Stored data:

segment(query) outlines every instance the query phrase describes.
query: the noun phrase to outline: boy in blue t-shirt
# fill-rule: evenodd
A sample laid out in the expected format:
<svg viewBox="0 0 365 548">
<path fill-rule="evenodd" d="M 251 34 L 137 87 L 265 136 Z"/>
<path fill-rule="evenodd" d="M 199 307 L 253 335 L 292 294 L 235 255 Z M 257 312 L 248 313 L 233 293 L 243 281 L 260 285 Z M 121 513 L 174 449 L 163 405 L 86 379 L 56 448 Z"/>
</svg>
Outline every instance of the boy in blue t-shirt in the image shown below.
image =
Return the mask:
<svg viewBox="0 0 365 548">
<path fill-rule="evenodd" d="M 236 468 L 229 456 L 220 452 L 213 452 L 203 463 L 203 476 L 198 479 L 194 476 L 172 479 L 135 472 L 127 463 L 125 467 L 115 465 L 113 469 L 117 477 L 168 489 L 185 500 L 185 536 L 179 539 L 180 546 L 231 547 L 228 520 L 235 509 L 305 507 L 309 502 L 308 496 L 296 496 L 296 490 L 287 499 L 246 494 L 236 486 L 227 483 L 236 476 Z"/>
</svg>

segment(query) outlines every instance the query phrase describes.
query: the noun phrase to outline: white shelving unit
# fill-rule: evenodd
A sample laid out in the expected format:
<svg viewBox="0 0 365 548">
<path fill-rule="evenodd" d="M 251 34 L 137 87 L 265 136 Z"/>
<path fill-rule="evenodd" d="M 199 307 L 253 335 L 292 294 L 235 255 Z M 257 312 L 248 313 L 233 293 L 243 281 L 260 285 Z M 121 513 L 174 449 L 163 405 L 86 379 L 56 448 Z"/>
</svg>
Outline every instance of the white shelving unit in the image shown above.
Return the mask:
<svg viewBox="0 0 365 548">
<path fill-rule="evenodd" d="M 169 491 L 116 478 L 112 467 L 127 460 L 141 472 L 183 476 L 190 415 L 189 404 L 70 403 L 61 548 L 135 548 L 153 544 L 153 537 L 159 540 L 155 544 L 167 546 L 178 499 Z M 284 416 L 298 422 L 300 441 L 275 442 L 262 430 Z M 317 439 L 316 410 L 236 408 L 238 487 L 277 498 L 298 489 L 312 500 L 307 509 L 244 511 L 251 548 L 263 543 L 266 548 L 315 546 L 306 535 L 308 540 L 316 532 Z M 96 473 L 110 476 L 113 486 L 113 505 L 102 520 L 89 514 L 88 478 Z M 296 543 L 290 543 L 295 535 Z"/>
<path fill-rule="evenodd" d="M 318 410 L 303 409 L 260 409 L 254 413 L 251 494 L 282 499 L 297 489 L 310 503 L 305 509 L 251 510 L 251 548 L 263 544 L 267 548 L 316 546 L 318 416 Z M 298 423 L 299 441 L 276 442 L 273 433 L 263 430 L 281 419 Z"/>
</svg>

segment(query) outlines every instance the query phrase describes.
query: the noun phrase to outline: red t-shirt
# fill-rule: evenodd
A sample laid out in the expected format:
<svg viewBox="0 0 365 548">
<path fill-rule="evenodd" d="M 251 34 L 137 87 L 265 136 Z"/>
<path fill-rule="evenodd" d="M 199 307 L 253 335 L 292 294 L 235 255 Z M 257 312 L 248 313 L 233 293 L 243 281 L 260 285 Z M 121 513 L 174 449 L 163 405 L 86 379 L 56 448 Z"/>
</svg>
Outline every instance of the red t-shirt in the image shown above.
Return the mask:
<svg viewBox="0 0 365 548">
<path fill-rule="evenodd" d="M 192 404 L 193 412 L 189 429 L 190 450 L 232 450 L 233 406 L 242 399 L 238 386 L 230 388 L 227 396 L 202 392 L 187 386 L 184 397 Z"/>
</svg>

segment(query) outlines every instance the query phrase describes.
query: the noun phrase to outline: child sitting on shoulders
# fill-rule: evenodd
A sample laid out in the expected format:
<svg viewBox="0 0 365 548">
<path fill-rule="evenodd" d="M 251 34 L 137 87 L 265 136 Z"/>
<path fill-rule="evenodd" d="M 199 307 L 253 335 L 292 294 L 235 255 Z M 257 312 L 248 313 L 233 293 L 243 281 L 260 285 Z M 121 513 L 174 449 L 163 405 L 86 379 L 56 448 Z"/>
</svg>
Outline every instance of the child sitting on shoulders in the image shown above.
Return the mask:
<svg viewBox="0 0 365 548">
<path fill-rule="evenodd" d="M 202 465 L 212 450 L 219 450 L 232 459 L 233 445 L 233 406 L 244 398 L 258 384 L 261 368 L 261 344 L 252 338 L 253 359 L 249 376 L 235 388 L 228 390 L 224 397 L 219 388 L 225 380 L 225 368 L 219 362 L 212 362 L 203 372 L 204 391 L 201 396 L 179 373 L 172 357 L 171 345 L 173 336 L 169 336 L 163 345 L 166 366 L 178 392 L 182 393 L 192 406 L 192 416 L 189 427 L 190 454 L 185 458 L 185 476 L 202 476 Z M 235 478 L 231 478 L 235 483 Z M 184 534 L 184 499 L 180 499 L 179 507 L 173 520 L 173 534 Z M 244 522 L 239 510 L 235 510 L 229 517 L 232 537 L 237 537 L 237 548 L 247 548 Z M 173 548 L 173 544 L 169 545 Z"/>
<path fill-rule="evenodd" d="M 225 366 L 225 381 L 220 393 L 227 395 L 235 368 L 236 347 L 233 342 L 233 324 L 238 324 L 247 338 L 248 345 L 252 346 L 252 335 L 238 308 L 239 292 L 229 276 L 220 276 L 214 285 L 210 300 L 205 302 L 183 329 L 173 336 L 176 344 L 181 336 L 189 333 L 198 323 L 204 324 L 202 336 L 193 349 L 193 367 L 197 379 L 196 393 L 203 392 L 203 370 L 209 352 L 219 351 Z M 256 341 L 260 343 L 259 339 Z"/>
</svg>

## Task prompt
Transcribe the material exactly as it reads.

## The answer
segment(query) outlines every instance the query phrase describes.
query: the noun phrase to outline: boy in blue t-shirt
# fill-rule: evenodd
A sample laid out in the expected format:
<svg viewBox="0 0 365 548">
<path fill-rule="evenodd" d="M 251 34 L 137 87 L 265 136 Z"/>
<path fill-rule="evenodd" d="M 199 307 L 253 335 L 292 294 L 235 255 Z M 257 312 L 248 313 L 233 293 L 243 281 L 260 285 Z M 121 513 L 174 449 L 163 405 L 86 379 L 56 448 Z"/>
</svg>
Outline every instance of the boy in blue t-shirt in the image shown below.
image =
Return the mask:
<svg viewBox="0 0 365 548">
<path fill-rule="evenodd" d="M 236 468 L 229 456 L 220 452 L 213 452 L 203 463 L 203 476 L 198 479 L 194 476 L 172 479 L 135 472 L 127 463 L 125 467 L 115 465 L 113 469 L 117 477 L 168 489 L 185 500 L 185 536 L 179 539 L 180 546 L 231 547 L 228 520 L 235 509 L 305 507 L 309 502 L 308 496 L 296 496 L 296 490 L 287 499 L 246 494 L 236 486 L 227 483 L 236 476 Z"/>
</svg>

segment(query) outlines every instance the query phrase describes.
query: the noun phrase to outline: white shelving unit
# fill-rule: evenodd
A sample laid out in the expected format:
<svg viewBox="0 0 365 548">
<path fill-rule="evenodd" d="M 251 34 L 137 87 L 265 136 Z"/>
<path fill-rule="evenodd" d="M 199 307 L 253 335 L 292 294 L 235 255 Z M 257 312 L 248 313 L 233 293 L 243 281 L 260 285 Z M 121 513 L 174 449 L 163 405 L 86 379 L 56 448 Z"/>
</svg>
Outline every instance of the white shelving unit in the image shown above.
Return the mask:
<svg viewBox="0 0 365 548">
<path fill-rule="evenodd" d="M 169 491 L 116 478 L 112 467 L 127 460 L 141 472 L 183 476 L 190 415 L 189 404 L 70 403 L 61 548 L 135 548 L 153 544 L 153 537 L 159 540 L 155 544 L 167 546 L 178 499 Z M 284 416 L 298 422 L 300 441 L 275 442 L 262 430 Z M 317 439 L 316 410 L 236 408 L 238 487 L 277 498 L 298 489 L 312 500 L 307 509 L 244 511 L 251 548 L 263 543 L 266 548 L 315 546 L 306 535 L 308 540 L 316 532 Z M 96 473 L 110 476 L 113 486 L 113 505 L 102 520 L 89 514 L 88 478 Z M 296 543 L 290 543 L 295 535 Z"/>
<path fill-rule="evenodd" d="M 318 410 L 303 409 L 260 409 L 254 413 L 251 494 L 282 499 L 297 489 L 310 503 L 305 509 L 251 510 L 251 548 L 263 544 L 267 548 L 316 546 L 318 416 Z M 298 423 L 299 441 L 276 442 L 273 433 L 263 430 L 281 419 Z"/>
</svg>

segment(query) outlines every instance the query phrase describes.
query: the noun phrase to outline: red t-shirt
# fill-rule: evenodd
A sample laid out in the expected format:
<svg viewBox="0 0 365 548">
<path fill-rule="evenodd" d="M 251 34 L 137 87 L 265 136 Z"/>
<path fill-rule="evenodd" d="M 199 307 L 253 335 L 292 294 L 235 255 Z M 257 312 L 248 313 L 233 293 L 243 281 L 260 285 Z M 121 513 L 174 449 L 163 405 L 86 379 L 56 448 Z"/>
</svg>
Outline every instance of the red t-shirt in the image shown above.
Return the mask:
<svg viewBox="0 0 365 548">
<path fill-rule="evenodd" d="M 192 404 L 193 412 L 189 429 L 190 450 L 232 450 L 233 406 L 242 399 L 238 386 L 230 388 L 227 396 L 202 392 L 187 386 L 184 397 Z"/>
</svg>

segment(query) outlines every instance the query phrase describes.
query: the noun phrase to outline: child sitting on shoulders
# fill-rule: evenodd
A sample laid out in the expected format:
<svg viewBox="0 0 365 548">
<path fill-rule="evenodd" d="M 251 34 L 137 87 L 265 136 Z"/>
<path fill-rule="evenodd" d="M 199 307 L 253 335 L 292 294 L 235 255 Z M 257 312 L 248 313 L 233 293 L 243 281 L 260 285 Z M 121 513 L 174 449 L 163 405 L 86 379 L 56 448 Z"/>
</svg>
Outline every instance of the child sitting on shoulders in the image shown above.
Return the mask:
<svg viewBox="0 0 365 548">
<path fill-rule="evenodd" d="M 202 465 L 212 450 L 219 450 L 232 459 L 233 445 L 233 406 L 244 398 L 258 384 L 261 368 L 261 344 L 252 338 L 253 359 L 249 376 L 235 388 L 228 390 L 224 397 L 219 388 L 225 380 L 225 368 L 219 362 L 212 362 L 203 372 L 204 391 L 201 396 L 179 373 L 172 357 L 171 345 L 173 336 L 169 336 L 163 345 L 166 366 L 178 392 L 182 393 L 192 406 L 192 416 L 189 427 L 190 454 L 185 458 L 185 476 L 202 476 Z M 235 478 L 231 478 L 235 483 Z M 184 534 L 184 499 L 180 499 L 179 507 L 173 520 L 173 534 Z M 244 522 L 239 510 L 235 510 L 229 517 L 232 537 L 237 537 L 237 548 L 247 548 Z M 173 548 L 173 544 L 169 545 Z"/>
<path fill-rule="evenodd" d="M 225 366 L 225 381 L 220 393 L 227 395 L 235 368 L 236 347 L 233 342 L 233 324 L 238 324 L 247 338 L 248 345 L 252 346 L 252 335 L 238 308 L 239 292 L 229 276 L 220 276 L 214 285 L 210 300 L 205 302 L 183 329 L 173 336 L 176 344 L 181 336 L 189 333 L 198 323 L 204 324 L 202 336 L 193 349 L 193 367 L 197 379 L 196 393 L 203 392 L 203 370 L 209 352 L 219 351 Z M 256 341 L 260 343 L 259 339 Z"/>
</svg>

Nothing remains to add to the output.